EXERCISE AIM :: Exactly repeat all the records below, omitting the images they hold.

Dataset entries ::
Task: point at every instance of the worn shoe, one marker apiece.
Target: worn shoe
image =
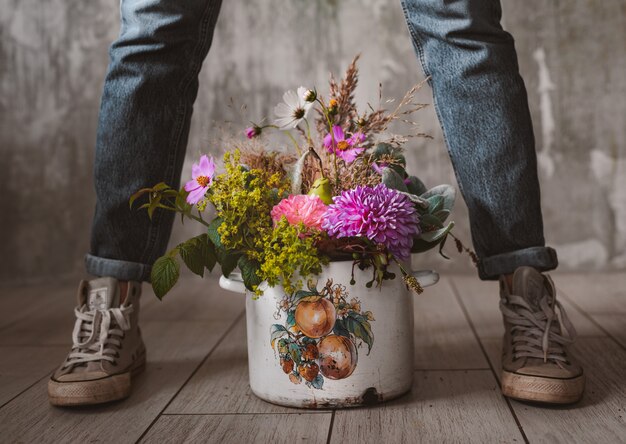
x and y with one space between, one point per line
107 349
535 361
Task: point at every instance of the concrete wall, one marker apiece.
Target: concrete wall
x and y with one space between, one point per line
53 56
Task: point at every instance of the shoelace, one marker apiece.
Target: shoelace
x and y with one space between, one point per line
535 334
97 334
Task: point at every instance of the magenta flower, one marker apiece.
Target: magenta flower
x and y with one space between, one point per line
201 179
301 208
253 131
347 149
380 214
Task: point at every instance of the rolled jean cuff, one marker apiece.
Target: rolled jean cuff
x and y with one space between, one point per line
122 270
541 258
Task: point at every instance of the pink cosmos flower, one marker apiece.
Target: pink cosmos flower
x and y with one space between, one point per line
346 148
201 179
301 208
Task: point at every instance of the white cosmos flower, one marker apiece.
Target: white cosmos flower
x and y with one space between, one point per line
294 109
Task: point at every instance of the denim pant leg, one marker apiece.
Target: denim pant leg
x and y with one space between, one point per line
482 106
148 97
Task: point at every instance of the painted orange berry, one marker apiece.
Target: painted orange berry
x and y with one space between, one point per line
309 371
315 318
338 357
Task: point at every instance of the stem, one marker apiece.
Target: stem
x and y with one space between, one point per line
308 132
332 138
295 143
318 158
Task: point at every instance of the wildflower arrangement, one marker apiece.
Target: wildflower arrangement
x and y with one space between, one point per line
340 191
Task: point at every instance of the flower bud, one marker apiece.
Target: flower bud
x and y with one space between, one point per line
310 95
253 131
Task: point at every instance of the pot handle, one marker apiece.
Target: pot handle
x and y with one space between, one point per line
233 283
426 278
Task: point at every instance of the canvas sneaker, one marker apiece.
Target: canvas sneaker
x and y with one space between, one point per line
107 350
536 365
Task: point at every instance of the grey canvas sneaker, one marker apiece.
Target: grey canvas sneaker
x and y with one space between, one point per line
107 350
536 365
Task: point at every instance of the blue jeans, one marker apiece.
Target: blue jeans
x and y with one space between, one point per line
479 96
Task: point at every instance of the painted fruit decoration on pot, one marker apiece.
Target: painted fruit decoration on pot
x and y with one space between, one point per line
322 335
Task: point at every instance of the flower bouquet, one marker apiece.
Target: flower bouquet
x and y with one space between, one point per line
304 224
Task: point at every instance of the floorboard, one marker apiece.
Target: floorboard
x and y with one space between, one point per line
599 417
444 406
237 429
443 337
195 388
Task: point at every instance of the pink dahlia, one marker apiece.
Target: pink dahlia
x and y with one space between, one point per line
381 214
346 148
303 208
201 179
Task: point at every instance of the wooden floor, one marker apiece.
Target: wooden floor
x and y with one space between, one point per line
195 388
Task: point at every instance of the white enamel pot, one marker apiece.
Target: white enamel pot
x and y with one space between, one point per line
333 344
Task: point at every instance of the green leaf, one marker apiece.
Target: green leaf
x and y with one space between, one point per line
360 327
433 236
393 180
416 186
229 263
181 203
421 245
213 234
137 195
207 249
154 204
430 220
435 203
442 215
249 272
164 275
447 192
381 149
160 187
191 254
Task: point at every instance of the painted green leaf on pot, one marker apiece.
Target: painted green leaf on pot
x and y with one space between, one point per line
318 382
277 331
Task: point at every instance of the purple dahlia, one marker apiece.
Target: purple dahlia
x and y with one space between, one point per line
381 214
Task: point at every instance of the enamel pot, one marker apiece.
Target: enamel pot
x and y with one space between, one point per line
334 343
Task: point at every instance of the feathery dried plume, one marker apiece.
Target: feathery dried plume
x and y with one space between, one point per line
271 161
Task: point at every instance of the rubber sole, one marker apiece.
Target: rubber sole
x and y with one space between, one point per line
540 389
112 388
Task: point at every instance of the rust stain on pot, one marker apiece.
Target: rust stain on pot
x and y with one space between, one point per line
369 397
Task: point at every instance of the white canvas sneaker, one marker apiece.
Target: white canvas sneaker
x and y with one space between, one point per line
107 346
536 365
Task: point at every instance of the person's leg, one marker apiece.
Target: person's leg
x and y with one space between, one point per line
145 114
147 101
482 106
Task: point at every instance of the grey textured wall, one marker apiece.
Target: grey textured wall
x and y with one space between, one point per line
53 56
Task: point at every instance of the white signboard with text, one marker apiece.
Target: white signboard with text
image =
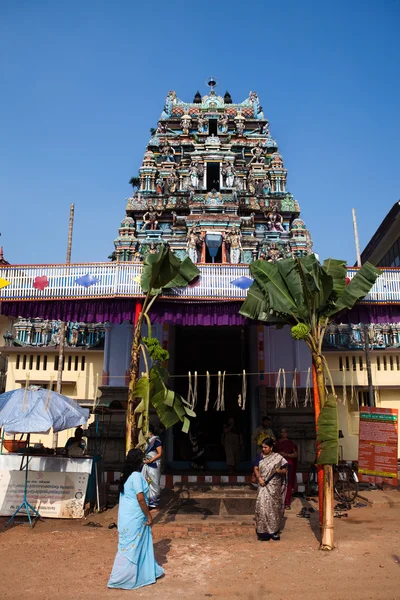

RESPONSE TO THE EXERCISE ::
Task: point at every instance of the worn shoe, one marker apiece.
Target: worn shoe
image =
x and y with one space between, one point per line
107 349
535 361
Task: point at every instance of the concrete wall, one marker apiece.
Target: concrete wall
x and y with one space between, one point per line
53 56
Task: point at every instance of the shoelace, one marker apiece.
Target: shoelace
x and y with one space between, one point per line
535 334
97 334
Task: point at every instance of the magenta flower, one marker apiece.
Target: magenta flower
x and y with one space between, one point per line
201 179
301 208
253 131
347 149
380 214
Task: point at every instance of the rolled jean cuff, one marker apiece.
Target: rolled jean cuff
x and y with one space between, one point per line
122 270
541 258
Task: point at every instance of the pink cosmos flower, one marker apiece.
Target: pink cosmos flower
x and y with one space between, one point per line
346 148
201 179
301 208
Task: point at every instance of the white cosmos flower, one marker apiece.
Target: white cosmos flower
x and y with one space between, one point per line
294 109
Task: point at every instance of the denim pant leg, one marker apiece.
Target: denim pant leg
x and y with one space between, one point per line
482 106
148 97
Task: point at every instance of the painted orange berry, one marker apiece.
Target: painted orange berry
x and y with one space between, one point per line
309 371
315 318
338 357
Task: point at every instance of the stem, one marker apiece.
Target: stem
x and y with one space between, one point per line
308 132
332 138
295 143
318 158
Task: point at every instance of the wildflower arrangement, one marker apiece.
Target: wildflower arrangement
x and y with one space between, one point per line
340 191
Task: point at every instance of the flower bud, one marker apiece.
Target: flower bud
x and y with one space between, one point per line
310 95
253 131
Task: point at every instance of the pot handle, one marker apiece.
Target: pot handle
x and y with one space between, one point per line
233 283
426 278
Task: point at every instance of the canvas sneaker, one marker apiece.
Target: canvas sneaker
x and y with one space between, one point per line
107 350
536 365
Task: point at every instance of the grey canvas sneaker, one marker apiece.
Target: grey canvas sneaker
x and y with one space between, one point per line
107 350
536 365
Task: point at every instance of the blue jeans, one marker apiece.
Target: blue jeans
x and y with one space between, one point per line
479 96
Task: point at every instance of the painted fruit decoration on pot, one marker apiece.
Target: painted fruit decoration on pot
x and y with one space between, one point per line
322 335
Task: point at every instance of the flower bouquet, one marker apiece.
Target: flower bouquet
x and y with one space between, one point per line
304 224
Task: point at every instance of the floorboard, one marker apiece.
Target: floorboard
x and y with one space between, one point per line
599 417
444 406
237 429
443 337
195 388
Task: point at every instance of the pink dahlia, one marker apiece.
Target: pink dahlia
x and y with one space between, one point per line
381 214
346 148
303 208
201 179
Task: point at every instance of the wooden floor, one marker apiece.
Target: wooden floor
x and y with one space between, one point per line
195 388
Task: point at every instance of the white enamel pot, one marker apiece.
Target: white enamel pot
x and y with one space between, one point per line
333 344
Task: point at every instance of the green leaf, one marker apiece.
Target: green leaf
x and y with one space between, one point per line
360 327
433 236
393 180
416 186
229 263
181 203
421 245
213 234
137 195
207 249
154 204
430 220
435 203
442 215
249 272
164 275
447 192
381 149
160 187
191 254
Task: point at every instance of the painted green leaf on pot, one marker apiece.
Target: painted green leaf on pot
x and y with one space between, one point per line
318 382
277 331
Task: point at every instance of the purple dahlia, one marker apiece.
Target: purple dahlia
x and y with one space between, one point per line
381 214
Task: point at every instance of the enamel pot, one marker apiece.
Target: enamel pot
x and y with one space between, one point per line
334 343
Task: point at every instance of the feathery dried plume, one marker apiece.
Target: feathery dried plume
x and y with one space between, one point per line
271 161
Task: point at every instance of the rubber sole, one marker apiece.
Target: rubber sole
x and y with one space between, one point per line
540 389
112 388
Task: point at every instance of the rust stain on pot, one marker apiece.
Target: rust stain on pot
x and y with one space between, one point per line
369 397
Task: point at every instance of the white canvas sneaker, one marker apiece.
Target: white canvas sneaker
x and y with one space between, one point per line
107 346
536 365
Task: point at every instance of the person's leg, one marker apiece.
Target: person's leg
x and y with one space between, one point per line
145 114
147 101
482 106
Task: point at every instance of the grey textured wall, one marker apiece.
Target: grey textured wall
x and y with one space between, one point per line
53 56
Task: point at every instance of the white signboard with text, one marker apiece.
Target: white signboard with text
image =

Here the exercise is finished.